* _Aim_:
Copy out exactly the lines from the line containing "the pool handrail" to the end of the listing.

─── Items ───

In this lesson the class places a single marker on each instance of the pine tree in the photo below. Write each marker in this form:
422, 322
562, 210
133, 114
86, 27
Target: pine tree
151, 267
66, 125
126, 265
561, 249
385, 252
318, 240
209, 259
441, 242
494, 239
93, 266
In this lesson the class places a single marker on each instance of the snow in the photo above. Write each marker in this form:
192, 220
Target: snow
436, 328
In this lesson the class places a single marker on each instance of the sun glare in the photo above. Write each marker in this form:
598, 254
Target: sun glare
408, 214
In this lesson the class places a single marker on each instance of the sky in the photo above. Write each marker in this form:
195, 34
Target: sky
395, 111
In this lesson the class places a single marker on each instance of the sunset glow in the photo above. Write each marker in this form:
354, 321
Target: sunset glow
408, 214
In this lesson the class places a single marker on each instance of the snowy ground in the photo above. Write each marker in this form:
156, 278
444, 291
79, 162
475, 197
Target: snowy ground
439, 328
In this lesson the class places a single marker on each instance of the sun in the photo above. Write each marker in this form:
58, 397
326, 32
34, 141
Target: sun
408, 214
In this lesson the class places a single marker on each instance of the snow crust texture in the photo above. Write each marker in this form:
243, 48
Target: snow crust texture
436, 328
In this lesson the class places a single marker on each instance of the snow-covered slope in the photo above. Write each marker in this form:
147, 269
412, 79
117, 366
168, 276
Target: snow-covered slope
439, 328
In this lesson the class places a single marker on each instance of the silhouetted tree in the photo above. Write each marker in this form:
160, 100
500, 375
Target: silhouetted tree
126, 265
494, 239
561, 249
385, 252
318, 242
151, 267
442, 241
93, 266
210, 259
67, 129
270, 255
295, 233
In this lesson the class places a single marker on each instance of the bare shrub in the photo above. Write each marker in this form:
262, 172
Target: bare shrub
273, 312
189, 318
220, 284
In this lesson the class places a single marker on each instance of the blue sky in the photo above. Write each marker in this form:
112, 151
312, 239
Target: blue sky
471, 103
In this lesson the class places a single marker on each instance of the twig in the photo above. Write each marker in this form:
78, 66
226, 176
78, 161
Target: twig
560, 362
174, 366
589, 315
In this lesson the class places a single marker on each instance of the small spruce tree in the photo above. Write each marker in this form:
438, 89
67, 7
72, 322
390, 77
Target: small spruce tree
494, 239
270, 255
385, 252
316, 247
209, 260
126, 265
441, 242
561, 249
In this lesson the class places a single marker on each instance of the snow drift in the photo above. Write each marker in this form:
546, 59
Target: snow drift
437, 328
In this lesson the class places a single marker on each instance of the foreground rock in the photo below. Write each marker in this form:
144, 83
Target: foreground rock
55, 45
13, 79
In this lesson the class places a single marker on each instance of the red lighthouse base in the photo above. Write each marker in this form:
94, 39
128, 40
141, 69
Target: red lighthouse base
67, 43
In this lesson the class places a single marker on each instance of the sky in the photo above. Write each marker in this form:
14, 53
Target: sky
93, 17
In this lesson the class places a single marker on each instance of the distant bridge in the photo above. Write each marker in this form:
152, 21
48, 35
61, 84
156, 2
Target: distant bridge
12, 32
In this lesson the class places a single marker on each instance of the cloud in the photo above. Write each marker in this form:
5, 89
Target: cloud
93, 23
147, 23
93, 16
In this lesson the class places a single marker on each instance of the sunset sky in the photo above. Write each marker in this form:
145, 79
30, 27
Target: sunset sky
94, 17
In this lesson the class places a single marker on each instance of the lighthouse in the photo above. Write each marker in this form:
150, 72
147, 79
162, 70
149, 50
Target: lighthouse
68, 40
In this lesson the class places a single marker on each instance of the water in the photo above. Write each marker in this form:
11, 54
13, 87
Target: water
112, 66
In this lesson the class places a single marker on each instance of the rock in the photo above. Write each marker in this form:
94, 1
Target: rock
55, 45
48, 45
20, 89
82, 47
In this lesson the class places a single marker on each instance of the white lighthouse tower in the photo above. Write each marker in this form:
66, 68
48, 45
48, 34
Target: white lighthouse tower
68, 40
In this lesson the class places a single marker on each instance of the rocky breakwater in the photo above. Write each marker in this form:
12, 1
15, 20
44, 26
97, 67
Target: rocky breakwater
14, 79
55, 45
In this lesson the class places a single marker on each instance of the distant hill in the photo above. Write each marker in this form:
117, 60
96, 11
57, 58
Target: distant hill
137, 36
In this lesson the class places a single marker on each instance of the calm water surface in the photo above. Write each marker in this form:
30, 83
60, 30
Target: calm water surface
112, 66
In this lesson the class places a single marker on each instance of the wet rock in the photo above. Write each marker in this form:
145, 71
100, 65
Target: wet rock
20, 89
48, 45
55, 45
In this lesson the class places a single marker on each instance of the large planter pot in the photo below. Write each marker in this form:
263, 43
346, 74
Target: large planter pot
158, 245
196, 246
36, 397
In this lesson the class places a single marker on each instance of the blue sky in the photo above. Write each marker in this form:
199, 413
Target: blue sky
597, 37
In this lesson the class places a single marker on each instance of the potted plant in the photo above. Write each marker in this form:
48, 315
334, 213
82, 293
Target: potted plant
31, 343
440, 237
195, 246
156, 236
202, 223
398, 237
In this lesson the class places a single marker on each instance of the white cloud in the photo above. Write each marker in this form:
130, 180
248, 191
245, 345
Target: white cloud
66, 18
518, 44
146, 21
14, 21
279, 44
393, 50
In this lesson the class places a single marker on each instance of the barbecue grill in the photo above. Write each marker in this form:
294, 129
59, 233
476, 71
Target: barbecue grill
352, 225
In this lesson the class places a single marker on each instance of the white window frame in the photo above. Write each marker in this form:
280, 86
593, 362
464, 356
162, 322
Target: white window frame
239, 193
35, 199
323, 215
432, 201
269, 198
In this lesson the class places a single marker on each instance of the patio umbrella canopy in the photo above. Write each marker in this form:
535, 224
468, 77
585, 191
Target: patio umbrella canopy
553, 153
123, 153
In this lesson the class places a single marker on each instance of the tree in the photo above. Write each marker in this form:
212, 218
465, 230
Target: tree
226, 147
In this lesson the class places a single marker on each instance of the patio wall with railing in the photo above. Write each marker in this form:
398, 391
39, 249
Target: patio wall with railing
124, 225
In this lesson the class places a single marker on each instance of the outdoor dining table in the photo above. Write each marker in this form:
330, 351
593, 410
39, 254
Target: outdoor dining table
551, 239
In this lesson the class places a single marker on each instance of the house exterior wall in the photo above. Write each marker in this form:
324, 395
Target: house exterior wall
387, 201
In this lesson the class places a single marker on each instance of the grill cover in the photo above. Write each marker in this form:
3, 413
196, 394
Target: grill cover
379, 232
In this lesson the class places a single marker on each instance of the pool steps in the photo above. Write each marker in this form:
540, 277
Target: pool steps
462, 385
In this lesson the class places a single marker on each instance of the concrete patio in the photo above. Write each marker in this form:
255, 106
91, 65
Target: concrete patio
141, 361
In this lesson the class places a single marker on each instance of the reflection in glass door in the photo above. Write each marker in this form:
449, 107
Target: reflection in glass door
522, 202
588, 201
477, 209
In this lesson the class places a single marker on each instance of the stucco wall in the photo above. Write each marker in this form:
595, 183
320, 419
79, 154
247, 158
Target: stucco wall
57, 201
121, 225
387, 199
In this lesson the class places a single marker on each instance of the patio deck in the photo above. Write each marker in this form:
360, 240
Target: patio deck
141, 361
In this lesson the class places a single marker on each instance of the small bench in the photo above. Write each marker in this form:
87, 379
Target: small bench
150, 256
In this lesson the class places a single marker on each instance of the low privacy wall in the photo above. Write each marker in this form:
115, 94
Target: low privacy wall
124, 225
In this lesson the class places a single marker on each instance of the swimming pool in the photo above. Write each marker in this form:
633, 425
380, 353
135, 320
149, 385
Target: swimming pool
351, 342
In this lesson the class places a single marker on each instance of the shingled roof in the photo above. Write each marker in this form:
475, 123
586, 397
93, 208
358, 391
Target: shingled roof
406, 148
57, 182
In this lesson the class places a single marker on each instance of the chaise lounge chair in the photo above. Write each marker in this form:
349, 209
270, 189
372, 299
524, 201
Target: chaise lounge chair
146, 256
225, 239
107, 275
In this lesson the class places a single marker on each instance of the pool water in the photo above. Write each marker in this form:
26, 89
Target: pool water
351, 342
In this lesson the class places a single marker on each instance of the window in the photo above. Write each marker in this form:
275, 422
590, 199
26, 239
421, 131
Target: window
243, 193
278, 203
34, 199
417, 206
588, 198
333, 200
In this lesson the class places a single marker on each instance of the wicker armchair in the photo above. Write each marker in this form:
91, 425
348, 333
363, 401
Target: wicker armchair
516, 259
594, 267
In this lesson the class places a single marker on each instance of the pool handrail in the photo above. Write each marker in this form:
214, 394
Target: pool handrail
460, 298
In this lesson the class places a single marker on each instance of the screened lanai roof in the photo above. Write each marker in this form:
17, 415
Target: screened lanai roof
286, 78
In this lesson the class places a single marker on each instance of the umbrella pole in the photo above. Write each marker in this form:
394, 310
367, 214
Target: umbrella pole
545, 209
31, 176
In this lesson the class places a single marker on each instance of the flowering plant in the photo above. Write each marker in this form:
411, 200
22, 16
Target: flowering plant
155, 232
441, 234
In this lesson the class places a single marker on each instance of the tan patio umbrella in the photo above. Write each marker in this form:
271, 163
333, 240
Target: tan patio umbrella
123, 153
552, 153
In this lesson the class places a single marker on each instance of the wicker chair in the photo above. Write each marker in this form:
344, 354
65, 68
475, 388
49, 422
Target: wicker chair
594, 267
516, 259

───

* _Written answer_:
In this lesson the class places a single marker on each instance of the pool handrail in the photo above. Write each marker in this form:
214, 394
Target: pool handrail
460, 298
In this lesson the class places a single marker on each instance of the screened lanai roof in the photo above. Write each marker in this form:
17, 415
Target: screened lanai roof
286, 78
In this lesson the class places a single marker on each instance of the umbrella pole in the photo above. Write each marker in this form:
394, 310
367, 214
Target: umbrella pole
545, 209
31, 176
In this lesson the class places a single marker on each instance of the flowering plant in the photo above. Write each marker in this form:
411, 200
22, 16
Target: flowering plant
155, 232
441, 234
In this lesson the class places a single marker on each instance of the tan patio umbrella in the photo above. Write each marker in this form:
271, 163
333, 240
Target: tan patio umbrella
123, 153
552, 153
In this lesson the class places a single marker on each instance of the wicker chair in the photo above. Write each marker in this form:
344, 354
65, 68
475, 388
49, 422
Target: wicker chair
594, 267
516, 259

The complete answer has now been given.